■ Page excerpt:
++++++++++++++++++++
Published 16 August, 2016; last updated 08 October, 2017
There are many current efforts to mitigate risks from artificial intelligence. We might learn something about the likelihood of these efforts influencing AI risk by looking at similar past efforts.
To this end, we are interested here in past risk mitigation efforts that have the following characteristics (taken from this paper contributing to the same project (p5) and motivated by this discussion and others surrounding it):
These features are relevant because it has been suggested that AI safety efforts have them, and very few successful efforts have them, perhaps suggesting that AI safety efforts will not be successful. If it is true that there are few successful risk mitigation efforts with these characteristics, we want to know if few such efforts are made, or if they tend to fail. If the latter, this may indeed justify pessimism about the AI safety project.
So, for plausible efforts, we want to know:
For now, this page addresses the first question, for cases we have found which fit the reference class relatively well.
Leó Szilárd’s secret nuclear patent
Leó Szilárd patented the nuclear chain reaction and anticipated its use in explosives by 1934.1 He offered the patent to the British War Office to be kept secret, and had them accept it by 1936.2
Katja Grace investigated the relevance of several of Leó Szilárd’s efforts to avert nuclear risks in Leó Szilárd and the Danger of Nuclear Weapons: A Case Study in Risk Mitigation (2015). In summary from that report, the threat of nuclear weapons was fairly novel. Nuclear danger was probably expected to strike fairly abruptly in the future with little opportunity for feedback and learning. Other scientists were mostly disinterested in the concern for at least five years, in part because of the perceived speculativeness of the physics (not even fission had been discovered), but also the complications involved in the physics leading to weapons to be used in a near time war. It’s unclear how soon Szilárd expected such weapons, but quite plausibly at least fifteen years later (it turned out to be about eleven, between 1934 and 1945). The secret patent does not seem broadly useful, though useful for encouraging more local nuclear research, which is more broadly useful than secrecy per se. In sum, this seems like a reasonably good example.
++++++++++++++++++++
■ Entries shown:
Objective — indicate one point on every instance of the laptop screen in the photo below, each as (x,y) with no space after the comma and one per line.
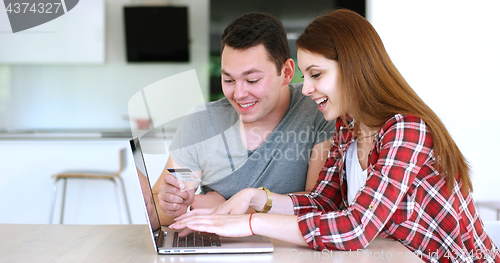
(140,165)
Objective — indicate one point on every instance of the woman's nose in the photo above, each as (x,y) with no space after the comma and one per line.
(307,89)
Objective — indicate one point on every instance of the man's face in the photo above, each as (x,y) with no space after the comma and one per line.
(250,82)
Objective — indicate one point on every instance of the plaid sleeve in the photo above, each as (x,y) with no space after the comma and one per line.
(326,195)
(403,145)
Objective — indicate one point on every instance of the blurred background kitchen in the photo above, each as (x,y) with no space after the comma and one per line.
(65,87)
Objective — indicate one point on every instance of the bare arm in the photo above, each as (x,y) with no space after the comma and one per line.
(282,226)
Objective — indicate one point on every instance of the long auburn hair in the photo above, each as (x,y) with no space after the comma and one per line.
(372,86)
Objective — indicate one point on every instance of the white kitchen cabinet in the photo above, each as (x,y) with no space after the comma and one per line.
(26,183)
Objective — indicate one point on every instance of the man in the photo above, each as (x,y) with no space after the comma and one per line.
(264,133)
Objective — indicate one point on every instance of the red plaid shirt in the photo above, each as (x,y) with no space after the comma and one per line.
(404,198)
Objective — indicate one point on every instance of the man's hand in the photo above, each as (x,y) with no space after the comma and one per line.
(173,200)
(208,200)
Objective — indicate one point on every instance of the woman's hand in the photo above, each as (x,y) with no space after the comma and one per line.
(222,225)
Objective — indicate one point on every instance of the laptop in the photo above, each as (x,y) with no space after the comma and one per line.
(167,241)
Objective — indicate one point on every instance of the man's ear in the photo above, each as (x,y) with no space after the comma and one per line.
(288,71)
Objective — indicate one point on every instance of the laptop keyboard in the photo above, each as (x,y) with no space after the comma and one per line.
(196,239)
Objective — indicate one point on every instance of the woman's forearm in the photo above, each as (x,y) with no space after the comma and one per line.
(280,227)
(281,204)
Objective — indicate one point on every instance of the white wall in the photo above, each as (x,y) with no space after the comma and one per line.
(448,51)
(95,96)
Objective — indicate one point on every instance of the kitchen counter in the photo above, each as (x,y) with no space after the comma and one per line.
(78,134)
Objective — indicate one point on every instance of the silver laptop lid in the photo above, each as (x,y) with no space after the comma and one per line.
(147,194)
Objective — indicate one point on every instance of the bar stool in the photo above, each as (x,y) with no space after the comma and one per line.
(94,175)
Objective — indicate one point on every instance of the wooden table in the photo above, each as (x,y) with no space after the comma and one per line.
(132,243)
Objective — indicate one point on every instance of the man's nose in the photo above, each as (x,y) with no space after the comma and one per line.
(240,90)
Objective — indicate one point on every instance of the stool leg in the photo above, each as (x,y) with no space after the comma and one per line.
(53,205)
(118,201)
(125,201)
(63,201)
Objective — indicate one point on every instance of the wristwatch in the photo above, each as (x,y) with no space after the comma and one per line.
(269,202)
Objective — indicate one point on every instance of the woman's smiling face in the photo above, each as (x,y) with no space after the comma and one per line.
(321,82)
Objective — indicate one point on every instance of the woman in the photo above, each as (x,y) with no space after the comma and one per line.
(393,168)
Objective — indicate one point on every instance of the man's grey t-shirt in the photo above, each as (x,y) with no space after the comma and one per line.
(209,140)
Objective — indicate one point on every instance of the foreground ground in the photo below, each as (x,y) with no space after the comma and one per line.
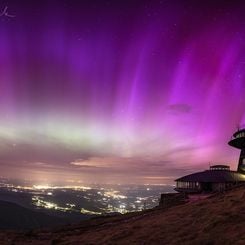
(216,220)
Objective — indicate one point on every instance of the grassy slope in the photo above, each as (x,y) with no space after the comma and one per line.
(216,220)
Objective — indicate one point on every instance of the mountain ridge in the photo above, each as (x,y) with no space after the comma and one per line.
(219,219)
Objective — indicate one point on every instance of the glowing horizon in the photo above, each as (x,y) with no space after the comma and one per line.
(114,91)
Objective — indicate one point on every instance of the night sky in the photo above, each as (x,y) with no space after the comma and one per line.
(119,91)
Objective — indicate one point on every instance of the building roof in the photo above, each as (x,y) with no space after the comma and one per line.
(214,176)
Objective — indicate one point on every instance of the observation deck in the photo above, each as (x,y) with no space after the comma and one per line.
(238,139)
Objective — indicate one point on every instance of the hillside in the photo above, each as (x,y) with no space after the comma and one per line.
(219,219)
(13,216)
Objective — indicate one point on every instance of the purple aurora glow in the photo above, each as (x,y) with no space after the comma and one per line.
(116,91)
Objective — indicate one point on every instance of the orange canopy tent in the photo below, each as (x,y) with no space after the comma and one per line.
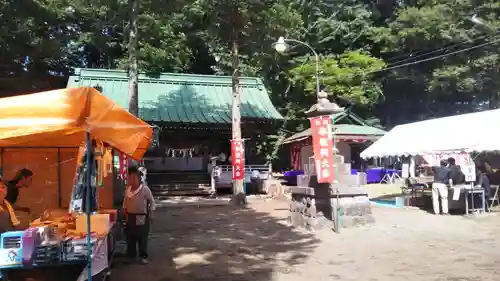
++++++++++++++++++++
■ Problems to solve:
1. Print the passage of the risk mitigation page between "To this end, we" and "class relatively well.", inclusive.
2. Render this sentence from the risk mitigation page in Spanish: "Nuclear danger was probably expected to strike fairly abruptly in the future with little opportunity for feedback and learning."
The listing comes from a different source than the text above it.

■ Responses by task:
1.
To this end, we are interested here in past risk mitigation efforts that have the following characteristics (taken from this paper contributing to the same project (p5) and motivated by this discussion and others surrounding it):
These features are relevant because it has been suggested that AI safety efforts have them, and very few successful efforts have them, perhaps suggesting that AI safety efforts will not be successful. If it is true that there are few successful risk mitigation efforts with these characteristics, we want to know if few such efforts are made, or if they tend to fail. If the latter, this may indeed justify pessimism about the AI safety project.
So, for plausible efforts, we want to know:
For now, this page addresses the first question, for cases we have found which fit the reference class relatively well.

2. Probablemente se esperaba que el peligro nuclear golpeara de forma bastante repentina en el futuro, con pocas oportunidades para la retroalimentación y el aprendizaje.